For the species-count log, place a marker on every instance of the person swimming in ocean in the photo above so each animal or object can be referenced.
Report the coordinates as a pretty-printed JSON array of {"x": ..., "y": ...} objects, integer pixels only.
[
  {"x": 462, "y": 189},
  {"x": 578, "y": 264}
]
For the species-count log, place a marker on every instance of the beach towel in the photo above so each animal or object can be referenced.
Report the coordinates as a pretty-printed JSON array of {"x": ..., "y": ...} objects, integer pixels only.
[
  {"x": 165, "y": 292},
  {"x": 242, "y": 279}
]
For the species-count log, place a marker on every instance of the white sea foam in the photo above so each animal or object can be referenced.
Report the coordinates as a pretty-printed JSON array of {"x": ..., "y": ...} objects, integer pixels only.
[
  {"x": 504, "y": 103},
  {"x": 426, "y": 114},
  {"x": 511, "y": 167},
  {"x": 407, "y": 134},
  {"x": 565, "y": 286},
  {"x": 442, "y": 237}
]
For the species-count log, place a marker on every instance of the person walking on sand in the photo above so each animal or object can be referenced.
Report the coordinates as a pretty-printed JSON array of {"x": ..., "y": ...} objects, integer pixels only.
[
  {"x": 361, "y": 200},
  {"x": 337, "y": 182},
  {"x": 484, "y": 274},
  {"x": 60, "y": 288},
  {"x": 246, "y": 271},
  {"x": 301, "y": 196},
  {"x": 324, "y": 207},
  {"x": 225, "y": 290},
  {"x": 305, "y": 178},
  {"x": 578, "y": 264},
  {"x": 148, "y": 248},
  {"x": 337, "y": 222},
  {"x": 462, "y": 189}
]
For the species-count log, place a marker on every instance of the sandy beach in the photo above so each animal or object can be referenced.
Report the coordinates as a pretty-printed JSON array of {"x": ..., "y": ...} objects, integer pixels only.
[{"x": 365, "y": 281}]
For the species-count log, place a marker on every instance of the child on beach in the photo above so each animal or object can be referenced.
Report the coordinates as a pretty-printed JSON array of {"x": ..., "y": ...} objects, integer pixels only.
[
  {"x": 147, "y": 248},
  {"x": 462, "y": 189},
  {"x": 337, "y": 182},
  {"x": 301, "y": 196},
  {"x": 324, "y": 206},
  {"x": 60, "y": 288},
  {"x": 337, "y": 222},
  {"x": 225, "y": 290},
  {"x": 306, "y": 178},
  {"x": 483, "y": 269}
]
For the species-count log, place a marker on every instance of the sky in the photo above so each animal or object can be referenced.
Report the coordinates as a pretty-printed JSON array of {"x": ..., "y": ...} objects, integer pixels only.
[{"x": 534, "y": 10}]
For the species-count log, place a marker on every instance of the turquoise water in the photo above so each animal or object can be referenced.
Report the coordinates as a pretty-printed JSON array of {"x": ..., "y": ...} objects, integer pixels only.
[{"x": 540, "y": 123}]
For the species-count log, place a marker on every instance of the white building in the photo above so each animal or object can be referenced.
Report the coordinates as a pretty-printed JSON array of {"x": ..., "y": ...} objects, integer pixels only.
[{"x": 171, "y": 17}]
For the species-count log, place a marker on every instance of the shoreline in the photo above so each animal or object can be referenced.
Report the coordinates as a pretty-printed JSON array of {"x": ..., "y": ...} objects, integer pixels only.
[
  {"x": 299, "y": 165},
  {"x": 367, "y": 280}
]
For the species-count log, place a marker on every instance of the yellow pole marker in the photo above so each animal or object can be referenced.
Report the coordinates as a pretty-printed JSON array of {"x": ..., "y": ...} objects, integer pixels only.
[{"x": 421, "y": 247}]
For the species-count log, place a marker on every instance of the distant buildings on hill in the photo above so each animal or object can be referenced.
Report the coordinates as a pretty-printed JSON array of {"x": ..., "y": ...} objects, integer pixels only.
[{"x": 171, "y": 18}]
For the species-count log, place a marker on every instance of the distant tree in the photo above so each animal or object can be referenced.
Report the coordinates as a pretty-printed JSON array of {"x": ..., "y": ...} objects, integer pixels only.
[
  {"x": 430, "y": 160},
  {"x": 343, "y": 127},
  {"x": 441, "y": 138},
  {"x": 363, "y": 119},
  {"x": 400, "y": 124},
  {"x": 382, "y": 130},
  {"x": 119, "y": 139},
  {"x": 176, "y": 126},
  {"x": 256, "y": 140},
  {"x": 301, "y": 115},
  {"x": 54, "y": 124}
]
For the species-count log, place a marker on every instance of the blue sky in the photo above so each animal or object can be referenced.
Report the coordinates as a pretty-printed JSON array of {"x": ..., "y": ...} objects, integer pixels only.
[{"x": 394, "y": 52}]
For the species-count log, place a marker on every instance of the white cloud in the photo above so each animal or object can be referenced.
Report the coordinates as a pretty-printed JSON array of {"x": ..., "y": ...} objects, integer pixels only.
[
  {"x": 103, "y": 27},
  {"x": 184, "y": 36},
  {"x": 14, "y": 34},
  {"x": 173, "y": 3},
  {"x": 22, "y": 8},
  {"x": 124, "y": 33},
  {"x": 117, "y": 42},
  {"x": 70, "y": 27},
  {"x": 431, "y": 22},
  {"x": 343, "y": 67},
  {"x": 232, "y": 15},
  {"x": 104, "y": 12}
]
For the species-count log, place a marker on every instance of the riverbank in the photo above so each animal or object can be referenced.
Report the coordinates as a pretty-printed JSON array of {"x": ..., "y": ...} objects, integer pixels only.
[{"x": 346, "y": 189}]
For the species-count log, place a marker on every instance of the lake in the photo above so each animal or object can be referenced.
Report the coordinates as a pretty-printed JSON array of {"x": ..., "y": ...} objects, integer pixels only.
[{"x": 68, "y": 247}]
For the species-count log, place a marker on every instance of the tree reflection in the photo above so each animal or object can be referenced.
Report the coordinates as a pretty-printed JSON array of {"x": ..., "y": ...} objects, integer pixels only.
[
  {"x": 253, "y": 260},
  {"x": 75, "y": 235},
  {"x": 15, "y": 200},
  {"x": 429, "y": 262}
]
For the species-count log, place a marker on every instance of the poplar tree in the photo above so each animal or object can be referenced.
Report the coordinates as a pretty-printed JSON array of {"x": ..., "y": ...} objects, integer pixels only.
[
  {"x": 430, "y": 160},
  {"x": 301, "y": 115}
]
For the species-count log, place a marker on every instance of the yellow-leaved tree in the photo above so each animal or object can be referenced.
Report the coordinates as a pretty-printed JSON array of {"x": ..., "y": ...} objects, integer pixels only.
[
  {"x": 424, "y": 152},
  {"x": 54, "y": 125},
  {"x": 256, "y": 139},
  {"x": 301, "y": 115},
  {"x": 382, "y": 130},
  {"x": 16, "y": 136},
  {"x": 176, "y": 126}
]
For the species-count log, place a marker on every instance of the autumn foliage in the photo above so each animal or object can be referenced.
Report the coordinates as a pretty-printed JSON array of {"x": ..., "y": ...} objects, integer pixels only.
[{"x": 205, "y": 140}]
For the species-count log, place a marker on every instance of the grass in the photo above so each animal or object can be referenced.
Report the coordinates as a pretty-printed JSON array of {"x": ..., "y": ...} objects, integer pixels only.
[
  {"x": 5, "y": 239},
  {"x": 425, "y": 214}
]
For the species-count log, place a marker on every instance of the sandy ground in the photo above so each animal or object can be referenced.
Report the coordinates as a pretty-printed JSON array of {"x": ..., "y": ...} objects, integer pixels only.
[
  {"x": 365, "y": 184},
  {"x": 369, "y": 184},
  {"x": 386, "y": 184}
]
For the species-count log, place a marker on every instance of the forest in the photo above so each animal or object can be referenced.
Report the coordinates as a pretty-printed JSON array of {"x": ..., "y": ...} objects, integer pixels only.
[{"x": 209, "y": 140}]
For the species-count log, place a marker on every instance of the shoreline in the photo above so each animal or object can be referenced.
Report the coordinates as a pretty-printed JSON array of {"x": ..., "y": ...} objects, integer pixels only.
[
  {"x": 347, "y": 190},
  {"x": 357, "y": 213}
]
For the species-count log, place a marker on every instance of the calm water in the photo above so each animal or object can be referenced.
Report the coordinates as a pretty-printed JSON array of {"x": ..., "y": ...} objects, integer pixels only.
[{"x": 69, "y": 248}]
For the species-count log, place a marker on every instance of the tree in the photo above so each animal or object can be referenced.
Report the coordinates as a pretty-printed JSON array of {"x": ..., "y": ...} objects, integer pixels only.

→ Instructions to follow
Exactly reproduce the lines beginning with the one that contains "the sandy ground" and ending with the last line of the material, both included. Leave out everything else.

→ Correct output
For the species-count log, place a marker on every instance of the sandy ground in the photo above so each animal or object can be referenced.
Report the coordinates as a pretty-printed JSON array of {"x": ..., "y": ...} objects, integer pixels only.
[
  {"x": 365, "y": 184},
  {"x": 369, "y": 184},
  {"x": 386, "y": 184}
]
For the species-count log, place a marker on every instance of the forest in the photo above so each animal or object can be referenced.
Report the coordinates as a pretty-printed JSON array of {"x": ..., "y": ...} objects, integer pixels only.
[{"x": 209, "y": 140}]
For the species-count log, place a marker on every instance of the shoreline in the photo above so each animal or object can be referenced.
Report the coordinates as a pretty-printed JSON array of {"x": ..., "y": ...} objects, integer pixels only.
[
  {"x": 347, "y": 190},
  {"x": 357, "y": 213}
]
For the species-count log, place a marker on every instance of the calm water in the photo above so each animal or object can be referenced.
Report the coordinates as a pretty-printed JSON array of {"x": ..., "y": ...} objects, integer pixels only.
[{"x": 69, "y": 248}]
For the species-count log, place a marker on every instance of the tree in the photo above so each animal or object can be referenced.
Report the coordinates as a pretty-printed JSON array of {"x": ..., "y": ...} objects, integer pixels only.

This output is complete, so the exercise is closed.